# [What this task involves]
Each line from the one holding "the black leggings" through the final line of the data below is to be given again exactly, and no other line is to appear.

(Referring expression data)
=-=-=
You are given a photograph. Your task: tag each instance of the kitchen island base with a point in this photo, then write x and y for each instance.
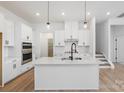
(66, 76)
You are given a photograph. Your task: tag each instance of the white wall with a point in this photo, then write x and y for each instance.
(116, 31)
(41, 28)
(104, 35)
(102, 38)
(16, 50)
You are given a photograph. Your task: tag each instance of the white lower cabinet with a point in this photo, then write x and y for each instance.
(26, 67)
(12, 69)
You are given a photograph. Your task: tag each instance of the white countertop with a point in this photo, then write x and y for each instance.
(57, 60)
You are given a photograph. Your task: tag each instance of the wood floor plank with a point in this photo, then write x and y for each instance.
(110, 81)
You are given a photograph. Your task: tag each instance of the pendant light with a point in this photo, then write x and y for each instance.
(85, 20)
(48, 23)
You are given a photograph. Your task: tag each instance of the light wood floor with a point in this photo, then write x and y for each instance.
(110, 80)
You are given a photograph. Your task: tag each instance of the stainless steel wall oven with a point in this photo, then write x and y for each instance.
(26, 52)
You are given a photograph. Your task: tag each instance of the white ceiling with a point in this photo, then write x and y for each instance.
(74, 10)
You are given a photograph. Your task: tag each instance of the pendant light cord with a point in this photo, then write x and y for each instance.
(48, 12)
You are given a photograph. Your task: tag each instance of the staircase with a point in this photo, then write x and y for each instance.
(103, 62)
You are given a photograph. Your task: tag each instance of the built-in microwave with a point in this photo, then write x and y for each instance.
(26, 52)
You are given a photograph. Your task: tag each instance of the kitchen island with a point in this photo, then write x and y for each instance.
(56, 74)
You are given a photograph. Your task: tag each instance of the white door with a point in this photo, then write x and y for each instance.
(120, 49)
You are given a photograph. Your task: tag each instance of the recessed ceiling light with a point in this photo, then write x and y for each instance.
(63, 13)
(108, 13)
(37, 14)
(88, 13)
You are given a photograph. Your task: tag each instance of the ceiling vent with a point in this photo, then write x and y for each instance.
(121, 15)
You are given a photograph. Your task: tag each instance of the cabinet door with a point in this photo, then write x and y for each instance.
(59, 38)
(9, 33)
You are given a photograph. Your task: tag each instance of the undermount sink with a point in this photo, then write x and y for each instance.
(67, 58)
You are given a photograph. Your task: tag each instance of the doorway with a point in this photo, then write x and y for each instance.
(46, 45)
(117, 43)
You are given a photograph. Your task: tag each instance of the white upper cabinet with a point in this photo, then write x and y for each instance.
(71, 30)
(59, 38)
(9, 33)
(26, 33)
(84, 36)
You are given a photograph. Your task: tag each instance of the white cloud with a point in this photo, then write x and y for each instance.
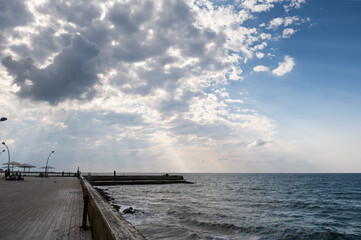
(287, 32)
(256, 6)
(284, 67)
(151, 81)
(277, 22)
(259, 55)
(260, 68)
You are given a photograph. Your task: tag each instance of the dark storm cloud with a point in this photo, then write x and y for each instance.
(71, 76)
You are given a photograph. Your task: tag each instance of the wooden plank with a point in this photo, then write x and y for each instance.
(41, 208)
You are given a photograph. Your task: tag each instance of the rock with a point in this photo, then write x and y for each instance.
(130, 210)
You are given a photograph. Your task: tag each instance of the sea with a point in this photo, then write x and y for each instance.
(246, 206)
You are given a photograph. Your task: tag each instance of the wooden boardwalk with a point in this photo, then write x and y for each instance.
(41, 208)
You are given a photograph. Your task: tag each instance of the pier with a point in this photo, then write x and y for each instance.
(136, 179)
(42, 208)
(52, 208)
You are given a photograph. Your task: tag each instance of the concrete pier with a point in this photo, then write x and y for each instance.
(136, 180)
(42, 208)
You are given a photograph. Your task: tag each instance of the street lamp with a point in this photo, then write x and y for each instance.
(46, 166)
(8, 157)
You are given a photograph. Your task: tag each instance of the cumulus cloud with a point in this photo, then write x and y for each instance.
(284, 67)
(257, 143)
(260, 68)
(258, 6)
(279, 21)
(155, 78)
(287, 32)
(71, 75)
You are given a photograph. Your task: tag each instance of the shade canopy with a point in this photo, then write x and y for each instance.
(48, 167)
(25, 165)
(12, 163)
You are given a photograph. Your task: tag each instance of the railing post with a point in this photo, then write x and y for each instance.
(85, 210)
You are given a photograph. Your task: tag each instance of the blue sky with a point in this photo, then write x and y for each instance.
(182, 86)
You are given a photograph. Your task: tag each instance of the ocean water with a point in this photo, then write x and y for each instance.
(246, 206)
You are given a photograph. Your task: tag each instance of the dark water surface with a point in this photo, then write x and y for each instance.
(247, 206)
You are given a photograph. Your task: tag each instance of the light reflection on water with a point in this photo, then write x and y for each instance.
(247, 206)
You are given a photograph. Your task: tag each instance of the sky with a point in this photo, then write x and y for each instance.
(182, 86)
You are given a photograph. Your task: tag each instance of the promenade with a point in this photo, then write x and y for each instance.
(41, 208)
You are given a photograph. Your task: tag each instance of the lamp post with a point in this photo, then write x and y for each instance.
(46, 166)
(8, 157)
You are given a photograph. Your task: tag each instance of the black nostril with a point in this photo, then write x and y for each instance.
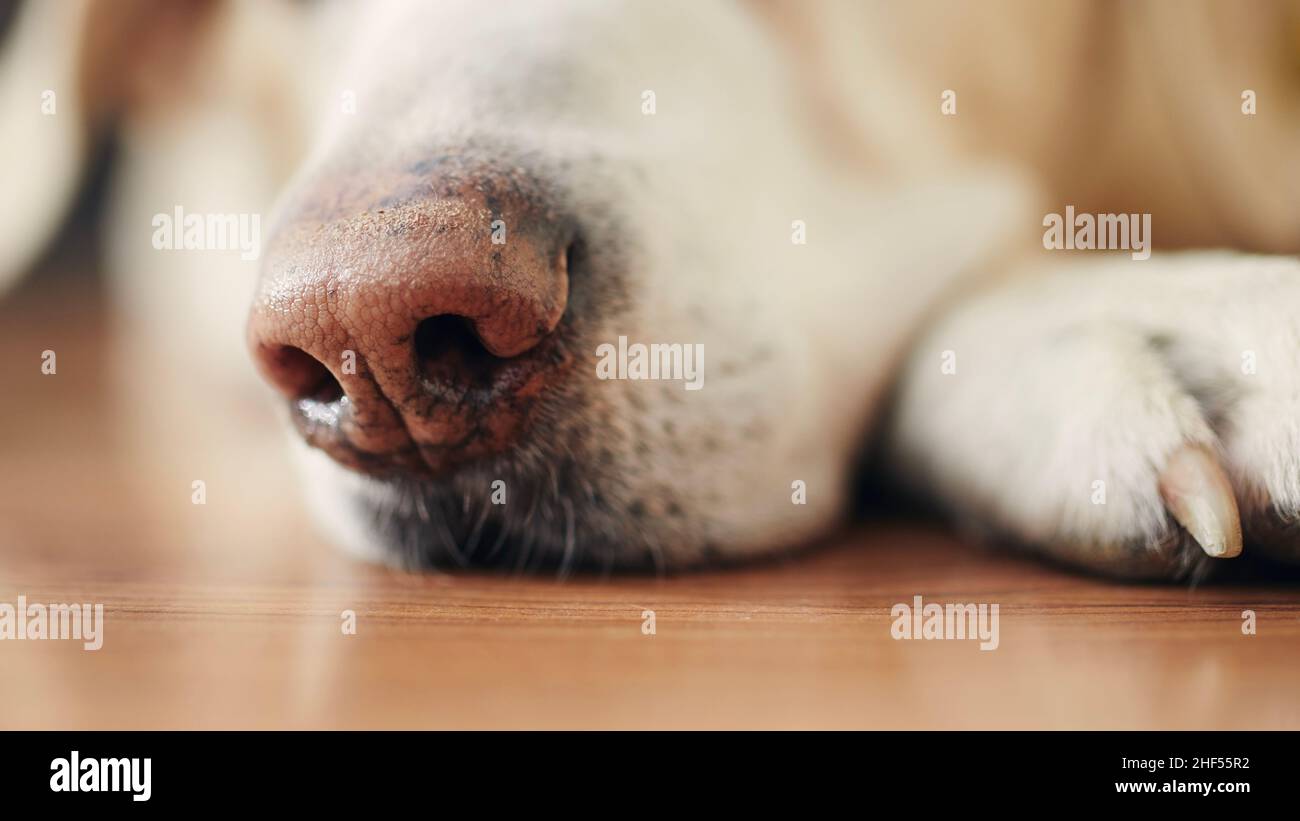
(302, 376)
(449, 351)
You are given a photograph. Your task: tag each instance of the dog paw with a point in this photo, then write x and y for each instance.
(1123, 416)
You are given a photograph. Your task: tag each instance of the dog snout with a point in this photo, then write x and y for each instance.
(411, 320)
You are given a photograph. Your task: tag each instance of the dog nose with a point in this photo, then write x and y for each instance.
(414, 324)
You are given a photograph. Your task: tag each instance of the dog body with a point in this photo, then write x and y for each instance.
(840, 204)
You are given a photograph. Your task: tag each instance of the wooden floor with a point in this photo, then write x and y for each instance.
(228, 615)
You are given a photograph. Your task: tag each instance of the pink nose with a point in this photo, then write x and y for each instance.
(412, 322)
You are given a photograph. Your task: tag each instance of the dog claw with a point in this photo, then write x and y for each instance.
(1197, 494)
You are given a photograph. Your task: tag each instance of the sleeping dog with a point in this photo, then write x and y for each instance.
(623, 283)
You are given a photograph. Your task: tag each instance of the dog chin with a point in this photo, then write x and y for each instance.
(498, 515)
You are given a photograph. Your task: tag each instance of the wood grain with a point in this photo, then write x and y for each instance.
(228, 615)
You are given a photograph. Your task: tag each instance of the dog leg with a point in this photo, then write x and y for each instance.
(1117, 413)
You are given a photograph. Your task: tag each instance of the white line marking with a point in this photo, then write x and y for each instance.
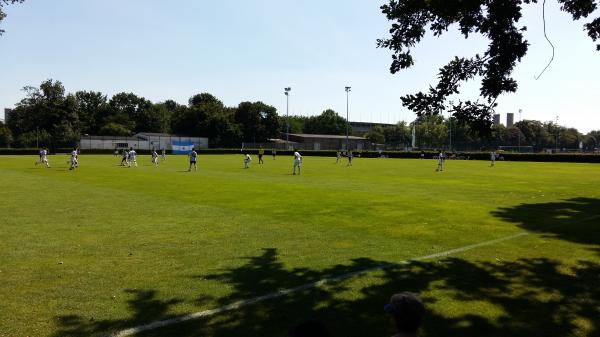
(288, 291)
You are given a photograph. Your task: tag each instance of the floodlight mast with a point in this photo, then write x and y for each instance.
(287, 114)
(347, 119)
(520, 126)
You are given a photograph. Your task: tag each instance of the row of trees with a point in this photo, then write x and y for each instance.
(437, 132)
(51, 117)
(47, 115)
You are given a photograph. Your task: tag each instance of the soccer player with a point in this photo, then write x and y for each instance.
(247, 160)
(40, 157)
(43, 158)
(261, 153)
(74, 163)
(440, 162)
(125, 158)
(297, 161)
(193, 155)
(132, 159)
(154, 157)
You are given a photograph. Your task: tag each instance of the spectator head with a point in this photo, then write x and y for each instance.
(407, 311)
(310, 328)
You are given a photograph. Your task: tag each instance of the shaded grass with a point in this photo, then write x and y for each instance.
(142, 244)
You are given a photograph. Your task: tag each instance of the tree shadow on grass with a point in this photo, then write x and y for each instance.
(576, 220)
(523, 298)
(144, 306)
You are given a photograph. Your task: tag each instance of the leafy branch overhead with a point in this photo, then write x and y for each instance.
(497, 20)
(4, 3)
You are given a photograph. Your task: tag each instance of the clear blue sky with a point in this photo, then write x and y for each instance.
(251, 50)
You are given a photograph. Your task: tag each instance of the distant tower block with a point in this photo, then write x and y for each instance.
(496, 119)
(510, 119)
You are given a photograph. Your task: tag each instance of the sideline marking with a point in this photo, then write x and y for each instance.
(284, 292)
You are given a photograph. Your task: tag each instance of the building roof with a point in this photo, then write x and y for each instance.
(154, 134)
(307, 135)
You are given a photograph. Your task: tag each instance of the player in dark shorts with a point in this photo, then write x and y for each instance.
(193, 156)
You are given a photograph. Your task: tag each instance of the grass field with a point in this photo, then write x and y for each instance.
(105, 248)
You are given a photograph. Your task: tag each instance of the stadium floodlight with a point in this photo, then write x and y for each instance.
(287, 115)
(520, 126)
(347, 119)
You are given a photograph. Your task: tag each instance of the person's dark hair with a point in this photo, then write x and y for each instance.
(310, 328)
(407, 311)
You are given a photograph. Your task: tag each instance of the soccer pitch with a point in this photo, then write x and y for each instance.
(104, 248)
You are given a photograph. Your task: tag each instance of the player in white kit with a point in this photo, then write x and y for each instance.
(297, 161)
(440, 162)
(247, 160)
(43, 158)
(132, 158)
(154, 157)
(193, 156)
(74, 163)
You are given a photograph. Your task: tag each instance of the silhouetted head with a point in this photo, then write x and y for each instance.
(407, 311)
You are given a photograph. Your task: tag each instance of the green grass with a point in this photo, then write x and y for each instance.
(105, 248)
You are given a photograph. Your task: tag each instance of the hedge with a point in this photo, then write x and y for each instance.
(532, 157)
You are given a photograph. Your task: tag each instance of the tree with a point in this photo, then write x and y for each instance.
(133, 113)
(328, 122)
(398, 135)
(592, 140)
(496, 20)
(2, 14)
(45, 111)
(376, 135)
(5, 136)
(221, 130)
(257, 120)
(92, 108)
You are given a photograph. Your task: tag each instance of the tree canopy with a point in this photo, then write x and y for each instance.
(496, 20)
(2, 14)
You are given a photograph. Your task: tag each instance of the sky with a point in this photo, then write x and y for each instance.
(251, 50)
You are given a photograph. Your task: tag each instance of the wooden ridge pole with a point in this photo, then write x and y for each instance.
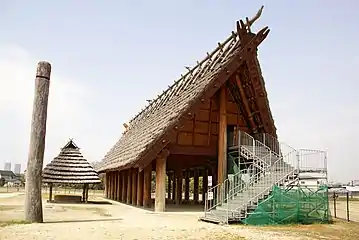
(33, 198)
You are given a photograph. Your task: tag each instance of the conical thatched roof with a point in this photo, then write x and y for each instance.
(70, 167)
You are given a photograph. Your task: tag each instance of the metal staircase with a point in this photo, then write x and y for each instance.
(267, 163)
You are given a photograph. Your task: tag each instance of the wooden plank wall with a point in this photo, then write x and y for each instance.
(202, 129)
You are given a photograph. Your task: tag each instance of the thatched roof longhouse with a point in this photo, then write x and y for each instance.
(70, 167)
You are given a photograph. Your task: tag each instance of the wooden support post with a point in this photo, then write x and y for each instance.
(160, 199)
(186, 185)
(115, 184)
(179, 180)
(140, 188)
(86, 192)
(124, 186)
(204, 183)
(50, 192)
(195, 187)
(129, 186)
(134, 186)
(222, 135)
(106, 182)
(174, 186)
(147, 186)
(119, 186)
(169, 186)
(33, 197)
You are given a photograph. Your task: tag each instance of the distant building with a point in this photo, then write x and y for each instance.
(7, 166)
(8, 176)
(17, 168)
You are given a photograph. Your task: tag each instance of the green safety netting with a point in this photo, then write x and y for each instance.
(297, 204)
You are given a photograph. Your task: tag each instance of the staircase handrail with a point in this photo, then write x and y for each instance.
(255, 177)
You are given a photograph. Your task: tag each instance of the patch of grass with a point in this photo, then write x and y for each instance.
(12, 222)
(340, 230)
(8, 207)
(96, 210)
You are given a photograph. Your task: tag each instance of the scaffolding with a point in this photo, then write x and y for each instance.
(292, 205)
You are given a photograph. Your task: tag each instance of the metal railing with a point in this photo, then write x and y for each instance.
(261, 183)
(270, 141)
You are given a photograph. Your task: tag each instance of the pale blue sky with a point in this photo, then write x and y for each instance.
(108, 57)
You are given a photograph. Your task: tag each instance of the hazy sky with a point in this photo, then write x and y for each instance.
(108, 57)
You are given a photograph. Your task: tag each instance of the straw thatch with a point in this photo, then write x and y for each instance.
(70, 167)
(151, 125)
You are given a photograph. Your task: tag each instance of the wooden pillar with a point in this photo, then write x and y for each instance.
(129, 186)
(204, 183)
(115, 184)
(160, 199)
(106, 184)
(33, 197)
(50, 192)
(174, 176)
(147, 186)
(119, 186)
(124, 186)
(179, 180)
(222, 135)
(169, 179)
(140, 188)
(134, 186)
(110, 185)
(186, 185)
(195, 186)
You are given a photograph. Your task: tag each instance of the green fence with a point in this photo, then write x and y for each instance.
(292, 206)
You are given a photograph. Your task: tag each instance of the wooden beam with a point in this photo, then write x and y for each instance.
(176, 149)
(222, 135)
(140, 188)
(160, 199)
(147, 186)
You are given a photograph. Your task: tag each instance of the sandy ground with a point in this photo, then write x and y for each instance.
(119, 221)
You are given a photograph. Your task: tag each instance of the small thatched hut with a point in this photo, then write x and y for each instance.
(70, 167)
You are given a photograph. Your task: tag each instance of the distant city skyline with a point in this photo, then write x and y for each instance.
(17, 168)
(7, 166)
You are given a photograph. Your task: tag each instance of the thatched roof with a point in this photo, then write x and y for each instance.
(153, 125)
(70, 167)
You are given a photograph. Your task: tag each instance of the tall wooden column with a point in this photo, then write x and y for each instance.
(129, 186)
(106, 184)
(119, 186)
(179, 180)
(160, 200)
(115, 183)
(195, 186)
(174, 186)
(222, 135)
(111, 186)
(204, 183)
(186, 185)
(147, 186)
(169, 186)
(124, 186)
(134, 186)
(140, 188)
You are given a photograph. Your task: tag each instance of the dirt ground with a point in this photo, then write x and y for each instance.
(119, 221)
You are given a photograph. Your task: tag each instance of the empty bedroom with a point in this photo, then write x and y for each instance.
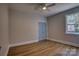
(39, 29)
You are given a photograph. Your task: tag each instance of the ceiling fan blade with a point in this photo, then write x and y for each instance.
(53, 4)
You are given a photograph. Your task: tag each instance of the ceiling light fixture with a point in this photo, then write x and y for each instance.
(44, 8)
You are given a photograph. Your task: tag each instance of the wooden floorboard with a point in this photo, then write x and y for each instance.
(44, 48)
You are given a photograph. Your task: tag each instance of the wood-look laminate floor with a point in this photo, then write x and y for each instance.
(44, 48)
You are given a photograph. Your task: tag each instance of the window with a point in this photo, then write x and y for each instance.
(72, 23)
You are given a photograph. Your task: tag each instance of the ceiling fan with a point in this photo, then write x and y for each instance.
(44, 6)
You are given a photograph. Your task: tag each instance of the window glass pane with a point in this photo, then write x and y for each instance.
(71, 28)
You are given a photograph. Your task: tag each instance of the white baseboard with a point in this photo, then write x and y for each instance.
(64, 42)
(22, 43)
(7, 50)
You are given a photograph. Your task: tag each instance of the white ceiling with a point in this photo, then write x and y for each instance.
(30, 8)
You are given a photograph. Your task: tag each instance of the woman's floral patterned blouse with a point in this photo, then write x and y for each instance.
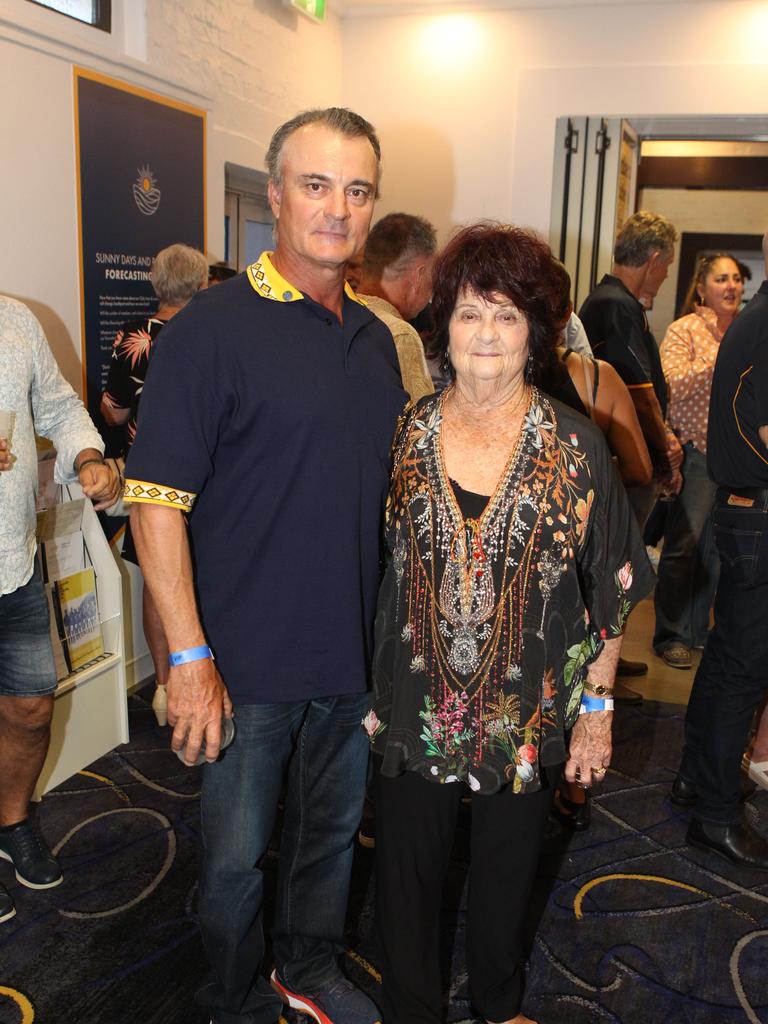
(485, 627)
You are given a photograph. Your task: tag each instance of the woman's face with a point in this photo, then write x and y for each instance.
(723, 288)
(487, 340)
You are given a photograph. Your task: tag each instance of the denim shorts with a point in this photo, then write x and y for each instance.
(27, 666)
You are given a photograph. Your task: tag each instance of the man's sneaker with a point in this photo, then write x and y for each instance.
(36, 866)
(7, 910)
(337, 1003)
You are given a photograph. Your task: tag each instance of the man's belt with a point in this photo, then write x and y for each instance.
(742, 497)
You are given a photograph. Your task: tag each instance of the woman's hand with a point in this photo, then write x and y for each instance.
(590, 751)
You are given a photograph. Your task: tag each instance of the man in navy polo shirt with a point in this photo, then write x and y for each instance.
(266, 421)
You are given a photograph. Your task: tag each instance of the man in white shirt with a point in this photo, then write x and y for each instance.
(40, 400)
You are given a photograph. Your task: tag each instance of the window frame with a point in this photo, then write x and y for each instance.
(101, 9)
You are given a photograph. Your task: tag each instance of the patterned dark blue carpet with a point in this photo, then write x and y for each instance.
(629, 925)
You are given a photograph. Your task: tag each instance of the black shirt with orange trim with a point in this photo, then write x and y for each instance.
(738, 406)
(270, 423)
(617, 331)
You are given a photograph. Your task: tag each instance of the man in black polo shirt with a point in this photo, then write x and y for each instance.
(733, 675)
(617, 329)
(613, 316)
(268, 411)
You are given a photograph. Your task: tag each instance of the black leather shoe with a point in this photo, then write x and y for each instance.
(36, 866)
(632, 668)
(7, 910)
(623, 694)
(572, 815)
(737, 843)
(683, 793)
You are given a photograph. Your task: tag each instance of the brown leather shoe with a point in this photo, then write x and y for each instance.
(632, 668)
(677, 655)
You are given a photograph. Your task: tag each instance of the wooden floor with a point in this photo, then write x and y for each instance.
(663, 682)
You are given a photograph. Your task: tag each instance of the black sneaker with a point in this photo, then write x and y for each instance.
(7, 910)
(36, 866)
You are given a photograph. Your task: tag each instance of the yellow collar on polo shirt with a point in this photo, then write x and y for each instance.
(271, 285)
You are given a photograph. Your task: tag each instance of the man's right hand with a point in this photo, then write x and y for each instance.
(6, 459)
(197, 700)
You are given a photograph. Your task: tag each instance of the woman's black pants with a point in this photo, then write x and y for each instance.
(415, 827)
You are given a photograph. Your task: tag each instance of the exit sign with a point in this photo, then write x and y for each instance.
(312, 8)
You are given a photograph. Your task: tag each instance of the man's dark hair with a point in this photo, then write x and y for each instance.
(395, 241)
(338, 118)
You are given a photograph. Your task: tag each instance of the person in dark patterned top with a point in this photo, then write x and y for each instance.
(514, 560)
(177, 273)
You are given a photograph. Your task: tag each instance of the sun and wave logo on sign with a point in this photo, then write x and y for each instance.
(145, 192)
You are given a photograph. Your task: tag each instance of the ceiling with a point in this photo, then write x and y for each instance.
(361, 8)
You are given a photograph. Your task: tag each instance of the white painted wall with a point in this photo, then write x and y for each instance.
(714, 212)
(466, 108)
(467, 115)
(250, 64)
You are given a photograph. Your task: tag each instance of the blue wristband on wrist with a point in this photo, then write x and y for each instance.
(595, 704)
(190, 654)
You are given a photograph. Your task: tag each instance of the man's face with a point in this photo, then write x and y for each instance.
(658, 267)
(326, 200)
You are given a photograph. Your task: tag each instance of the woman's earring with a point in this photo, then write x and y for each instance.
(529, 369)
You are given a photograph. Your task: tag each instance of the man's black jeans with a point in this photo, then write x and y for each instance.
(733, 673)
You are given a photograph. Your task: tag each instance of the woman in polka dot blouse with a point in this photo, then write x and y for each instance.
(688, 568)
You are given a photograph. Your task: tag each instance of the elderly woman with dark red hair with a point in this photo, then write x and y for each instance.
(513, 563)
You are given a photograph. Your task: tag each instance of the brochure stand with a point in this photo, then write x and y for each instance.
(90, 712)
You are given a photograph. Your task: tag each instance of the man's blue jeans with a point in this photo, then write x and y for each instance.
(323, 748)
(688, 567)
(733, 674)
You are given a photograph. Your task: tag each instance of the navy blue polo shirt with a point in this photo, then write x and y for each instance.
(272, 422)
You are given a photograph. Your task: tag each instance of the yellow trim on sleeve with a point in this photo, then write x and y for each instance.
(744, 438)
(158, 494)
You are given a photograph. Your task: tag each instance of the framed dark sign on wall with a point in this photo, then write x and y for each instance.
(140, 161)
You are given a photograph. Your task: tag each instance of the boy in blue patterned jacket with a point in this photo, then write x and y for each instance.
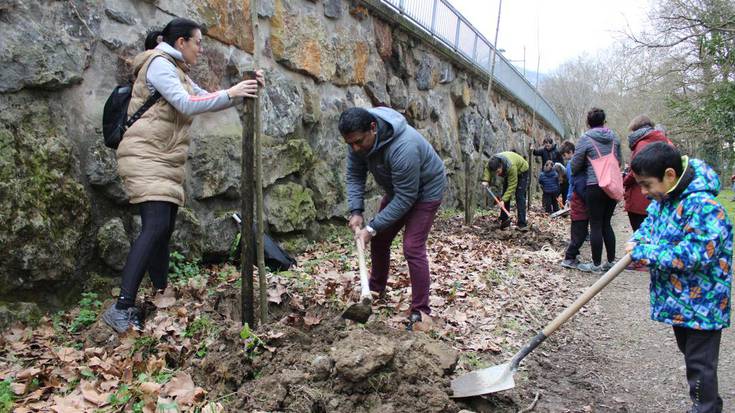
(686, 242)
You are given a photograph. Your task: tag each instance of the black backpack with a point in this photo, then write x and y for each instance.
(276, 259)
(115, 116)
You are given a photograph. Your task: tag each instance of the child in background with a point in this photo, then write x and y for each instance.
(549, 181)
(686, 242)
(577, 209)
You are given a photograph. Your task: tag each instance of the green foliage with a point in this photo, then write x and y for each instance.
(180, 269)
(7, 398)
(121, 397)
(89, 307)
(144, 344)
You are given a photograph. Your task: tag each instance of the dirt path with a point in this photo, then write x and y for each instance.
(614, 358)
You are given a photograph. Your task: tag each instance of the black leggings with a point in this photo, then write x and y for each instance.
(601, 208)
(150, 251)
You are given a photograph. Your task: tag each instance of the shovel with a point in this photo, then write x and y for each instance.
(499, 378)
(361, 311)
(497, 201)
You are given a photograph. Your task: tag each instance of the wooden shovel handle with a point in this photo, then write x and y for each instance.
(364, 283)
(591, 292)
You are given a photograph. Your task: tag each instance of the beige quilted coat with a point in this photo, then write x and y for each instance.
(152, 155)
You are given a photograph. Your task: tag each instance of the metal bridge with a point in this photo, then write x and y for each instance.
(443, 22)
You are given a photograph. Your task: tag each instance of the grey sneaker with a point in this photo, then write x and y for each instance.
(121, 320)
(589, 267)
=-=-=
# [Solution to this problem]
You are given a photograph. Your task: tag each instance of the black leggings with a point in this photo, then write x and y for each instance.
(601, 208)
(150, 251)
You are given a photograph. Your task: tag each instance of the shovel with a point in this photo, then write x and y for each instance.
(499, 378)
(361, 311)
(497, 201)
You are given a photograph. Your task: tag each instance of the wooden shovel handle with a point in this photo, then write x and y for each instance.
(364, 283)
(591, 292)
You are given a photograph. Your task: tag each instance of the beige quilted coat with a point in this photo, then write x and y for each instance.
(152, 155)
You are given a photograph. Your task: tag each instance of the metal bridge with a point in this photo, then write x and y for each instance.
(443, 22)
You are given a photograph. Your task: tag each instance of the grey sneaker with a point in this photo, then write x and y for each instance.
(121, 320)
(589, 267)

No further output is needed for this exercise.